(Data entries)
○ ○ ○ ○
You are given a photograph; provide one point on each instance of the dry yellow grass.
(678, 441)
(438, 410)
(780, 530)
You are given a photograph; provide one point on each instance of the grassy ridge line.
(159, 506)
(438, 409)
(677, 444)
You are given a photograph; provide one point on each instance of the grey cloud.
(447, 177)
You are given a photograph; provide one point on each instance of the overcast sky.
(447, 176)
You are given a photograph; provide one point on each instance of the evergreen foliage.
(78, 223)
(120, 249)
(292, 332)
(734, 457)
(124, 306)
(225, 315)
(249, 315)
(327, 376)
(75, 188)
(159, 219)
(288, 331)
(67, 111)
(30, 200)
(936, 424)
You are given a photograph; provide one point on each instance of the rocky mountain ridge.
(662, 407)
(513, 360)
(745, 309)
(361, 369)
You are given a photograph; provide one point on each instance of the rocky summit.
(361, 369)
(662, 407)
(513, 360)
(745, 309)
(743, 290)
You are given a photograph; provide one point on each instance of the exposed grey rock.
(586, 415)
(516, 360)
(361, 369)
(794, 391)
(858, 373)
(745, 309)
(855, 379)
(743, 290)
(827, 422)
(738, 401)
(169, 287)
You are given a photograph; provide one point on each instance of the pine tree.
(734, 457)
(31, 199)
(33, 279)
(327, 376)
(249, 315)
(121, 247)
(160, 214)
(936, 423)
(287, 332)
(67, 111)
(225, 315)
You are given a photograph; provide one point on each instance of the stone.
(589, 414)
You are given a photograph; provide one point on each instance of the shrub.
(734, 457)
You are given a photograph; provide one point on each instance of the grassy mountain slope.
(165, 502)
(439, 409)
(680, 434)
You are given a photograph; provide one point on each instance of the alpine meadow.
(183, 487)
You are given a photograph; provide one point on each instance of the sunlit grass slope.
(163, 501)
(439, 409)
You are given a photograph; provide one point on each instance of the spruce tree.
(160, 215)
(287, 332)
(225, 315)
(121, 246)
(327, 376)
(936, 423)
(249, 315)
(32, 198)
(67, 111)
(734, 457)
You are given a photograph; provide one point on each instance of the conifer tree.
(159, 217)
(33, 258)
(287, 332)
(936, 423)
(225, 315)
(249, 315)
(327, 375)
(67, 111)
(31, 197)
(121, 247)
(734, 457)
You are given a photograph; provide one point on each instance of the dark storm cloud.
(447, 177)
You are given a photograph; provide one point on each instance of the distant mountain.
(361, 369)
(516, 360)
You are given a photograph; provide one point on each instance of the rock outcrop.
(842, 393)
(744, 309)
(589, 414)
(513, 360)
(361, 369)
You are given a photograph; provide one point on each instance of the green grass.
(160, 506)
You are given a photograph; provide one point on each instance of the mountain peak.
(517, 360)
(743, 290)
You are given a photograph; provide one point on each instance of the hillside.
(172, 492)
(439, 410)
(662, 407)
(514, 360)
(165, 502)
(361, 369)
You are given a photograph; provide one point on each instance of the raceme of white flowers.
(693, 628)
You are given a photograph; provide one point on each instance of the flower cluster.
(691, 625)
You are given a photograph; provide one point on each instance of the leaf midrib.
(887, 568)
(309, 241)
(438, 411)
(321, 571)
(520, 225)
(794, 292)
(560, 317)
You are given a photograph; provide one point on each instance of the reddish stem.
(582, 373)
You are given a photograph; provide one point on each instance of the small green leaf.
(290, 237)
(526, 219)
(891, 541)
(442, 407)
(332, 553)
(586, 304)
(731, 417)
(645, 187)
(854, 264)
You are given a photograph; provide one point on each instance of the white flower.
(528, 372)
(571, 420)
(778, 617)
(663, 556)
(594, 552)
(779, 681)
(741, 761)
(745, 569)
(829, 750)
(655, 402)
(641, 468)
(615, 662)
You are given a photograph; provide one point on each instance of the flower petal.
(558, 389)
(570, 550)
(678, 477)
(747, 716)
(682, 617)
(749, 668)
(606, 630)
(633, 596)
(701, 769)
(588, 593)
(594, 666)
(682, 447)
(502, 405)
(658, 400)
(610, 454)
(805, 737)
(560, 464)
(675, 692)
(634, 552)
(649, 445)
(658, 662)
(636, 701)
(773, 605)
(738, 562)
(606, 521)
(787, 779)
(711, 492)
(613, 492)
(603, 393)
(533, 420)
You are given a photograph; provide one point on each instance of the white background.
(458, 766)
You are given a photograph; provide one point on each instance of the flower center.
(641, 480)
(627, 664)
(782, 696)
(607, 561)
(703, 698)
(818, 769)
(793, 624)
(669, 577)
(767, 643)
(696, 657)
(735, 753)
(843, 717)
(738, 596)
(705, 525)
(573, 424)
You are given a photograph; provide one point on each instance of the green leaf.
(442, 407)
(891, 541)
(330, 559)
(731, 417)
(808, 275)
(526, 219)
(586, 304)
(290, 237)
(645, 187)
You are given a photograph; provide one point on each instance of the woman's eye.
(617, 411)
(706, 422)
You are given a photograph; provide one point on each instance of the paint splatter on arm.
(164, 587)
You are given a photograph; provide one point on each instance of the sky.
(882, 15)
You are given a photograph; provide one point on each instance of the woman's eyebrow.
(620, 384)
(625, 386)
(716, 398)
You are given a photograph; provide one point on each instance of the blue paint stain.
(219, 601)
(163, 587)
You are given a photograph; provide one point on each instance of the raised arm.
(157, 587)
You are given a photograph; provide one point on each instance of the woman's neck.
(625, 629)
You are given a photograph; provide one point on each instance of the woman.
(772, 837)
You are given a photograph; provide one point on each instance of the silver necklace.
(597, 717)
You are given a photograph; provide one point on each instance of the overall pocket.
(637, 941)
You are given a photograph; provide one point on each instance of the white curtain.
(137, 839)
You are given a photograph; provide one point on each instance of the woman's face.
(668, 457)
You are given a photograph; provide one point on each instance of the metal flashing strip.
○ ○ ○ ○
◆ Aim of the task: Repeat the lines above exactly.

◆ Problem solution:
You are given a photograph; provide one point on each instance of the dry yellow grass.
(678, 441)
(438, 410)
(780, 530)
You are given a photograph; provide one point on each instance of the grassy ridge line.
(159, 506)
(438, 409)
(677, 444)
You are given a photograph; provide one point on each instance of the grey cloud.
(447, 177)
You are given a photograph; provide one point on each instance of the overcast sky.
(447, 176)
You are given a photograph; provide one point on each instance of the evergreen foliage.
(78, 223)
(120, 249)
(292, 332)
(734, 457)
(124, 306)
(225, 315)
(249, 315)
(327, 376)
(75, 188)
(159, 219)
(288, 331)
(67, 111)
(30, 200)
(936, 424)
You are given a photograph; provide one point on each instance of the rocky mountain ridge.
(662, 407)
(513, 360)
(745, 309)
(361, 369)
You are given a photograph; provide one point on each instance of the rocky summit.
(361, 369)
(662, 407)
(513, 360)
(745, 309)
(743, 290)
You are given a photograph; provide one point on each instance of the exposed grey rock.
(586, 415)
(516, 360)
(361, 369)
(794, 391)
(858, 373)
(745, 309)
(855, 379)
(743, 290)
(827, 422)
(738, 401)
(169, 287)
You are given a photograph; provide one point on each instance of the pine tree.
(734, 457)
(31, 199)
(33, 279)
(327, 376)
(249, 315)
(121, 247)
(160, 214)
(936, 423)
(287, 332)
(67, 111)
(225, 315)
You are given a photograph; provide one point on each instance of the stone.
(589, 414)
You are given a photograph; provide one point on each instance of the shrub.
(734, 457)
You are given a photograph; provide one point on each instance of the grassy mountain slope.
(165, 502)
(439, 409)
(680, 434)
You are given a photograph; provide one point on each instance of the alpine meadow.
(183, 487)
You are given a photograph; provide one point on each instance of the sunlit grass slope.
(163, 501)
(439, 409)
You are given a photograph; provide one point on each instance of the spruce tree.
(160, 215)
(287, 332)
(225, 315)
(121, 246)
(327, 376)
(936, 423)
(249, 315)
(32, 198)
(67, 111)
(734, 457)
You are given a photograph; provide one point on each instance of the conifer tree.
(159, 217)
(33, 258)
(287, 332)
(936, 423)
(225, 315)
(249, 315)
(327, 375)
(67, 111)
(31, 197)
(121, 247)
(734, 457)
You are given a photograph; provide one point on each instance of the dark storm cloud.
(447, 177)
You are given a photograph; provide one point on each instance of the distant mountain.
(361, 369)
(516, 360)
You are given a photograph; provide one point on each instance of the rock outcrop.
(842, 393)
(744, 309)
(589, 414)
(513, 360)
(361, 369)
You are given a photograph; provide one point on each instance of the green grass.
(160, 506)
You are given a photograph; provide one point on each instance of the mountain peak.
(517, 360)
(743, 290)
You are given a photograph; provide one point on each instance of the hillside.
(172, 492)
(439, 410)
(662, 407)
(514, 360)
(165, 502)
(361, 369)
You are given a photograph; provide one point on each instance of the raceme of white flowers.
(693, 628)
You are given a photograph; provide one point on each instance of the flower cluster.
(691, 625)
You are given a photograph; provide one point on each instance of the leaf midrib.
(887, 568)
(309, 241)
(438, 411)
(321, 571)
(520, 225)
(794, 292)
(560, 317)
You are given a photograph; provide one point on each instance of the reddish stem.
(582, 373)
You are given a photograph; provide one point on each instance of the small green leaf.
(290, 237)
(526, 219)
(891, 541)
(442, 407)
(332, 553)
(586, 304)
(731, 417)
(645, 187)
(854, 264)
You are given a photograph; provide one point on each instance of the white flower.
(528, 372)
(571, 420)
(778, 617)
(663, 556)
(594, 552)
(779, 681)
(741, 761)
(745, 569)
(829, 750)
(655, 402)
(641, 468)
(615, 662)
You are given a photograph; provide one point on each instance of the flower petal.
(558, 389)
(570, 550)
(678, 477)
(747, 716)
(682, 617)
(749, 668)
(606, 630)
(633, 596)
(701, 769)
(588, 593)
(594, 666)
(682, 447)
(502, 405)
(658, 400)
(610, 454)
(805, 737)
(560, 464)
(675, 692)
(634, 552)
(649, 445)
(658, 662)
(636, 701)
(773, 605)
(738, 562)
(606, 521)
(787, 779)
(711, 492)
(613, 492)
(603, 393)
(533, 420)
You are given a photograph; provide one point on each instance of the white background.
(458, 766)
You are given a photograph; provide one point on each instance of the flower center.
(641, 480)
(627, 664)
(782, 696)
(607, 561)
(703, 698)
(818, 769)
(793, 624)
(669, 577)
(767, 643)
(696, 657)
(735, 753)
(843, 717)
(738, 596)
(705, 525)
(573, 424)
You are given a photograph; provide one point on each instance of the green leaf.
(442, 407)
(891, 541)
(330, 559)
(731, 417)
(808, 275)
(526, 219)
(586, 304)
(290, 237)
(645, 187)
You are given a photograph; provide one point on each instance of the woman's eye.
(617, 411)
(706, 422)
You are given a photograph; provide one point on each instance of the paint splatter on arm.
(164, 587)
You are given a photograph; provide one point on each instance of the sky.
(882, 15)
You are given a photograph; provide one point on each instance of the woman's eyebrow.
(620, 384)
(625, 386)
(716, 398)
You are given a photograph; provide one point on each instance of the blue paint stain.
(219, 601)
(163, 587)
You are given a photograph; provide one point on each instance of the raised arm.
(157, 587)
You are given a photograph; provide one point on each instance of the woman's neck.
(625, 629)
You are given a photograph; provide one point on each instance of the woman.
(772, 837)
You are given a photograph; provide one point on each instance of the silver necklace.
(597, 717)
You are given a photograph; provide one point on each instance of the overall pocket.
(637, 941)
You are given a photograph; provide one point on each instance of the white curtain.
(137, 839)
You are given a photograph; provide one point on each instance of the woman's face.
(668, 457)
You are given a photograph; provide one point on each instance of the metal flashing strip.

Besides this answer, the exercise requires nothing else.